Updated: Mar 30, 2020
What is it
Gonorrhea is a sexually transmitted infection caused by the bacteria Neisseria gonorrhoeae. Like chlamydia, gonorrhea also can infect different parts of the body, including the rectum, the vagina, the cervix, the penis (specifically, the urethra),
How do you get it
Gonorrhea can be spread through oral, vaginal or anal sex with someone who is infected, even if a condom was used. Unlike some illnesses, there is no immunity to gonorrhea after being treated, so it’s possible to get it multiple times.
Gonorrhea is most common among young, sexually active people. The likelihood of getting it is increased if you have many partners and/or don’t consistently use a condom. It’s also possible to be transmitted from mother to child during birth.
What are the symptoms
Gonorrhea does not have any symptoms for 80% of women, and for 10-15% of men.
In men, Gonorrhea may not have any symptoms. If present, Gonorrhea will cause
A burning sensation when urinating
A white, yellow or green discharge from the penis
In women, it is very rare for Gonorrhea to be symptomatic. Even when present, symptoms are usually quite mild and easily misdiagnosed. The common symptoms for women are:
Painful/burning sensation when urinating
Increased vaginal discharge
Vaginal bleeding outside of menstruation
Rectal infections can occur in both men and women. Symptoms, if present, are:
Painful bowel movements
Gonorrhea is diagnosed through a lab test, which requires a urine sample and a swab sample of any areas which may have been exposed to infection (eg; oral, vaginal, rectal)

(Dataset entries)

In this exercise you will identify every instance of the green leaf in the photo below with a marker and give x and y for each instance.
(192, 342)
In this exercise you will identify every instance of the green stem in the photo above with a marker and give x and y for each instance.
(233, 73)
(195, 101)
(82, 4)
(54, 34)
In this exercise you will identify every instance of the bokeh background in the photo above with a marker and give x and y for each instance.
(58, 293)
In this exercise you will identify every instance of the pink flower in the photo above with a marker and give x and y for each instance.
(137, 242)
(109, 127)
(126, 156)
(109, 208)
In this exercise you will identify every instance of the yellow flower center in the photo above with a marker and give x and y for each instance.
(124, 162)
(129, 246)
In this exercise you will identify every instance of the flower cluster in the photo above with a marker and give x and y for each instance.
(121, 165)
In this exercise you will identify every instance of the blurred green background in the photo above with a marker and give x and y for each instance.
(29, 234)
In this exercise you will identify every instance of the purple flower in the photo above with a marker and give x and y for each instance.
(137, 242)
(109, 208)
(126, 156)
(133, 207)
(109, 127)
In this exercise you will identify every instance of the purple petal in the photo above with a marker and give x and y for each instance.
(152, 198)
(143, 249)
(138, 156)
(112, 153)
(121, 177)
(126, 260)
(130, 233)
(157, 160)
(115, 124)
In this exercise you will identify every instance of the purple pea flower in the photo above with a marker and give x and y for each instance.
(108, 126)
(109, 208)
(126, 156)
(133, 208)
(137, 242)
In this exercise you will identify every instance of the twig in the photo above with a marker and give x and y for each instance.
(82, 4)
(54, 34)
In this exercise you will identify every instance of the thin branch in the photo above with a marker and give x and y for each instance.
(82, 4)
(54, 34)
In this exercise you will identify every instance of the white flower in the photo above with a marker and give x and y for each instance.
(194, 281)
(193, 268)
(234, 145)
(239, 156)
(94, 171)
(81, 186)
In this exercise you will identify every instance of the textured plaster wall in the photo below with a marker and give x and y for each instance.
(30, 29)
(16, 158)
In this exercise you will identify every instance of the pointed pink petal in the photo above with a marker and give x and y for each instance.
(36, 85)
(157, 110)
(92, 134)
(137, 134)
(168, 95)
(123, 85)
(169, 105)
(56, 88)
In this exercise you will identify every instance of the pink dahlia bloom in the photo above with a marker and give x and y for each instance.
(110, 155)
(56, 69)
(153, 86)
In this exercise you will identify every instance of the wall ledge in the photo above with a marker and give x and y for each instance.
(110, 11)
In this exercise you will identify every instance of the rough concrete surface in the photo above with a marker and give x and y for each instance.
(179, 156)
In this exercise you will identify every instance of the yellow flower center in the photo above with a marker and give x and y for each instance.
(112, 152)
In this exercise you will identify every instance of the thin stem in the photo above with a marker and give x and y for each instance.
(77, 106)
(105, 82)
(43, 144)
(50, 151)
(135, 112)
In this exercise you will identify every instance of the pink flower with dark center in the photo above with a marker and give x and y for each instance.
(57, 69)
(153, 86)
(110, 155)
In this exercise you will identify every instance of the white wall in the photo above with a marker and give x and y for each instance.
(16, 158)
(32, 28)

[Exercises]:
1. List the common symptoms for women that the gonorrhea fact sheet gives.
2. Render this sentence from the gonorrhea fact sheet in Spanish: "Unlike some illnesses, there is no immunity to gonorrhea after being treated, so it's possible to get it multiple times."
3. Resume the gonorrhea fact sheet, picking up after its final sentence.

[Results of the exercise]:
1.
- Painful/burning sensation when urinating
- Increased vaginal discharge
- Vaginal bleeding outside of menstruation

2. A diferencia de algunas enfermedades, no existe inmunidad a la gonorrea después de haber recibido tratamiento, por lo que es posible contraerla varias veces.

3.
Anyone with symptoms is strongly recommended to get tested for Gonorrhea. Other than that, newly pregnant women and sexually active adults with new or multiple partners should get tested annually.
Treatment for Gonorrhea is quite simple; either a single high dose or a seven day course of antibiotics can be used to cure the infection. However, if left untreated Gonorrhea can lead to infertility in both men and women. In some very rare cases, the infection can spread to the blood or joints, which can be fatal. Untreated Gonorrhea also makes it between 3-50 times more likely to get HIV/AIDS, depending on other risk factors.
After completing the treatment, it’s important to wait a minimum of 1 week to ensure that the antibiotic has time to properly eradicate the infection.